● **Document section**:
__________________________________________________

On the other hand, the defendants failed to prove the allegations of their answer with regard to the alleged attempts of the American Metals Company to gain control of the Callahan and Consolidated mining companies, with results detrimental to the interests of their stockholders. The trial court made no finding upon this issue, concerning which there was also a marked conflict in the testimony, but his failure to do so does not affect our consideration of the merits of the case, as we view it.
Plaintiffs’ allegation of conspiracy among the defendant directors, for the purpose of appropriating and utilizing the funds of the defendant corporation for their own use and benefit, to the detriment and damage of the plaintiff stockholders, upon which the court also found in favor of defendants, presents a serious question, in consideration of the proof adduced. In regard to this issue the undisputed evidence discloses the following facts:
There was at the time of filing the complaint in this ease and for some time prior thereto, a considerable amount of cash in the Callahan treasury. The answer admits about $26,000 so held. Most of this appears to have been derived from payments by plaintiffs Riley and Robbers on their contract for the treasury stock. On December 4, 1914, Vice-president and Director Frank Boutin wrote to President and Director James F. Callahan from Bayfield, Wisconsin, as follows:
“Now as to borrowing the Callahan cash, the easiest way to do this is to give Mr. John Callahan a couple shares and let him retain the office of treasurer. The Boutin Timber Co. can borrow eighteen or twenty thousand for which I will put up my Callahan stock as security on the basis of 40 cts. or 50 cts. a share and the Timber Company can loan you [what you] want of it up to one half at the same rate of interest *536and you put up your Callahan stock as security at the same rate as I do say 40 cts.
“Now Jim think this over and if you or your attorney has a different scheme from this I would like to have it.
“The notes to be made for one year at five per cent payable semi-annually.
“There may be an advantage in this deal in its keeping the corporation alive beyond next August, for there was talk at the meeting of Riley taking up his stock next summer.”
Director James F. Callahan, to whom this letter was addressed, was not averse to the “scheme” or “deal” therein proposed, as appears from his testimony on direct examination, as follows:
“Mr. Boutin was in favor of doing something with the money that was laying idle in the bank, and had made application to the board, and Mr. 'Wourms was attorney, and he said that could not be done, because that was part of the company assets. But Mr. Boutin thought something ought to be done with it if the company was secured; it ought to be drawing some interest until we could get enough ahead to be worth investing in anything; so he said the Boutin Lumber Co. would give their notes, with Callahan stock for security, and that ought to be good enough security to loan to the Boutin Lumber Co. I told him good security was what I was after. So after discussing the matter I told him that if the company didn’t pay any dividend I would have to put up some mining stock to' get money. He said the Boutin Lumber Co. would loan me a proportion of five thousand. All I wanted was to have the money earning something; that’s all we were discussing it for.”

__________________________________________________

● **Data section**:
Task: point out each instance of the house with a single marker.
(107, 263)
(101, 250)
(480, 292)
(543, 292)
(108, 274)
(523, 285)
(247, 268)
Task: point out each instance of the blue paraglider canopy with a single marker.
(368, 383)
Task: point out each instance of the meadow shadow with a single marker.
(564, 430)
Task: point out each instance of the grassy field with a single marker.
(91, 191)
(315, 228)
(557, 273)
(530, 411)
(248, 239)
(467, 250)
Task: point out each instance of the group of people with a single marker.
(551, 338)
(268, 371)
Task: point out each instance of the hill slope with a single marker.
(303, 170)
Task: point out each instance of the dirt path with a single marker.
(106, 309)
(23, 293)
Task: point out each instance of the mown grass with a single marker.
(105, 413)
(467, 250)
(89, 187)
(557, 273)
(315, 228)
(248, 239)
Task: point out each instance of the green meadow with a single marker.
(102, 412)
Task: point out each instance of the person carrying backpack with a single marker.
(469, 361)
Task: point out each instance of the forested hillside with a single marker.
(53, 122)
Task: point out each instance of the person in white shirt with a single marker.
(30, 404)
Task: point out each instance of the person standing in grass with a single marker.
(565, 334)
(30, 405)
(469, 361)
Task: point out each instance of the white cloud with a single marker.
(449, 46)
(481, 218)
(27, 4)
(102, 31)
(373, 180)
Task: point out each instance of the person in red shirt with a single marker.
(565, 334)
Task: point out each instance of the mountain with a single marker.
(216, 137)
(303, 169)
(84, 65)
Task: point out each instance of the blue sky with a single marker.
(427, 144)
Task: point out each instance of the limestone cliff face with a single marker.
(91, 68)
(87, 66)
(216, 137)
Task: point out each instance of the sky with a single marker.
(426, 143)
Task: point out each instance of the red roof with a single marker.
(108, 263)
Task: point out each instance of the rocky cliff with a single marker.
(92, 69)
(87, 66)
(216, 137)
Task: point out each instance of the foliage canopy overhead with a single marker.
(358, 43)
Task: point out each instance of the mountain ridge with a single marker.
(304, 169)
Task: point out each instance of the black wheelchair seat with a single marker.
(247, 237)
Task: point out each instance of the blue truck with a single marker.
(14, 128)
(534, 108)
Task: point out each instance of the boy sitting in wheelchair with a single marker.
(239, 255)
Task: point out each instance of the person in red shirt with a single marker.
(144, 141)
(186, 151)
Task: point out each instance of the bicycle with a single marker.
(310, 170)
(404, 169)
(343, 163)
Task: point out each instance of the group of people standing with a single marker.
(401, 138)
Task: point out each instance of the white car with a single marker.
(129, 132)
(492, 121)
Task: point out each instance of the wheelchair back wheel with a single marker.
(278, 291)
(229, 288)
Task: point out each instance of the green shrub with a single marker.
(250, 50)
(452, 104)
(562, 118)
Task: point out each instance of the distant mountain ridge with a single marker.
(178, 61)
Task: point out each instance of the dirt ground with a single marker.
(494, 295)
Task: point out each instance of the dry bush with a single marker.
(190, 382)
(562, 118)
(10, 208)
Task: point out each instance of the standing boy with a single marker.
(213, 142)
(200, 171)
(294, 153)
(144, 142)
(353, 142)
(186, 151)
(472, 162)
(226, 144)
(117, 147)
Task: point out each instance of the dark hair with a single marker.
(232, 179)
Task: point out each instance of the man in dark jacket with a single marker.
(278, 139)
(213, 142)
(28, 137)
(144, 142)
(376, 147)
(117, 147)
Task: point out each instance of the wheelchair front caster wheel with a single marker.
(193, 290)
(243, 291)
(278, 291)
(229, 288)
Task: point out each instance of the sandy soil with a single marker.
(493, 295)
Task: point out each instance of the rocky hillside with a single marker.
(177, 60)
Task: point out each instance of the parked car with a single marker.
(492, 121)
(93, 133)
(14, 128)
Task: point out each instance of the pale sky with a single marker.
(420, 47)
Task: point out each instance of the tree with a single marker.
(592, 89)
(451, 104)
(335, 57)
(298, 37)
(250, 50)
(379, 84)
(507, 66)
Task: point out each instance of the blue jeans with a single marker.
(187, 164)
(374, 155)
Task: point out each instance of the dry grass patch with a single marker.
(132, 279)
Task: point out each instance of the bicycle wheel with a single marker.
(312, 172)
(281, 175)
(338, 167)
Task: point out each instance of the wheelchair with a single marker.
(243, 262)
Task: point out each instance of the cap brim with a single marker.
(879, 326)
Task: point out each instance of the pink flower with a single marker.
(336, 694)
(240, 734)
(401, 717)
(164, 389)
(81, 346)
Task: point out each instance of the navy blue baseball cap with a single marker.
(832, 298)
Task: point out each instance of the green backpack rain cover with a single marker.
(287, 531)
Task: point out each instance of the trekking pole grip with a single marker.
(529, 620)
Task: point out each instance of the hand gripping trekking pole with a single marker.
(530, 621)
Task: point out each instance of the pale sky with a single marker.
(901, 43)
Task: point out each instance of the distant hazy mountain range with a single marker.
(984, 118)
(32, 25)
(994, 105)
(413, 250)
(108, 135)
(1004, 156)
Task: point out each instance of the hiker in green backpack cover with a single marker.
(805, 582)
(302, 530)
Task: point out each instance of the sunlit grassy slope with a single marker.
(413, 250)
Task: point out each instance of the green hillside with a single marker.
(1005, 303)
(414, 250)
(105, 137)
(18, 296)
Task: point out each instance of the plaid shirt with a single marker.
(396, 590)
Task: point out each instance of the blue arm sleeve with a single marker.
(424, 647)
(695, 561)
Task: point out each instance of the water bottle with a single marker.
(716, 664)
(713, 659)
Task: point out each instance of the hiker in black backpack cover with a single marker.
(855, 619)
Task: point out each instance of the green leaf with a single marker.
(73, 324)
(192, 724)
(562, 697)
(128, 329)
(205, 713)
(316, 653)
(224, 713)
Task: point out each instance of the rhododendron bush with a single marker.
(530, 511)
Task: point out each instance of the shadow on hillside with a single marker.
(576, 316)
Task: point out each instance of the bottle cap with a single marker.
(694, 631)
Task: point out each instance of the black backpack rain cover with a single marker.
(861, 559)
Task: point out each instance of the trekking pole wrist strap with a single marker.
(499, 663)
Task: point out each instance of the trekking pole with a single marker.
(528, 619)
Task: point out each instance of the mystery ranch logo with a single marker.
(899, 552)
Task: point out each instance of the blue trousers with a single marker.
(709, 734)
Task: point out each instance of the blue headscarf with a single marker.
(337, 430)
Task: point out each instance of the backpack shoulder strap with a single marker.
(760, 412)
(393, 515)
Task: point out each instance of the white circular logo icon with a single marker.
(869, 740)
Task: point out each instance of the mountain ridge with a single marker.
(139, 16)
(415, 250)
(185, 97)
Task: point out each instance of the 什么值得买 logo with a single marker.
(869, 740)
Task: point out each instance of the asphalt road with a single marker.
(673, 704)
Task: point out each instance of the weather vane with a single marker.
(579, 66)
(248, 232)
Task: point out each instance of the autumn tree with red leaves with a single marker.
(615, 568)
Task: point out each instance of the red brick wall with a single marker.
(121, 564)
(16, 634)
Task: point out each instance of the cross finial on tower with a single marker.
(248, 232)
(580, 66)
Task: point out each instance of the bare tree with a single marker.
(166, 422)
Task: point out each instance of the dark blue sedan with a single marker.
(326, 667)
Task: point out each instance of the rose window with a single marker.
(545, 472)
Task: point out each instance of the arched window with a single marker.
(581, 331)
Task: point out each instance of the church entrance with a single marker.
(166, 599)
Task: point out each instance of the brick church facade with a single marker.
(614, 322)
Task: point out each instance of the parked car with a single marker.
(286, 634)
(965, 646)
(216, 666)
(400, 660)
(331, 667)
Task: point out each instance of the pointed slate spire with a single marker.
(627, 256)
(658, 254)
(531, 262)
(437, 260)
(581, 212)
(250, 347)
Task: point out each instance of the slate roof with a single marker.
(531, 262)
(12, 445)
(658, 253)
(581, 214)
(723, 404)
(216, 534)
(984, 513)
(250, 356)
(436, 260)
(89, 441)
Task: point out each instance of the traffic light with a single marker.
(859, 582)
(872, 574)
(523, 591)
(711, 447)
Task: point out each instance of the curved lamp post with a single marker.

__________________________________________________

● **Written problem**:
Reproduce word for word the passage of the court opinion starting at "On the other" and ending at "we view it.". The records have no connection to the court opinion.

● **Task solution**:
On the other hand, the defendants failed to prove the allegations of their answer with regard to the alleged attempts of the American Metals Company to gain control of the Callahan and Consolidated mining companies, with results detrimental to the interests of their stockholders. The trial court made no finding upon this issue, concerning which there was also a marked conflict in the testimony, but his failure to do so does not affect our consideration of the merits of the case, as we view it.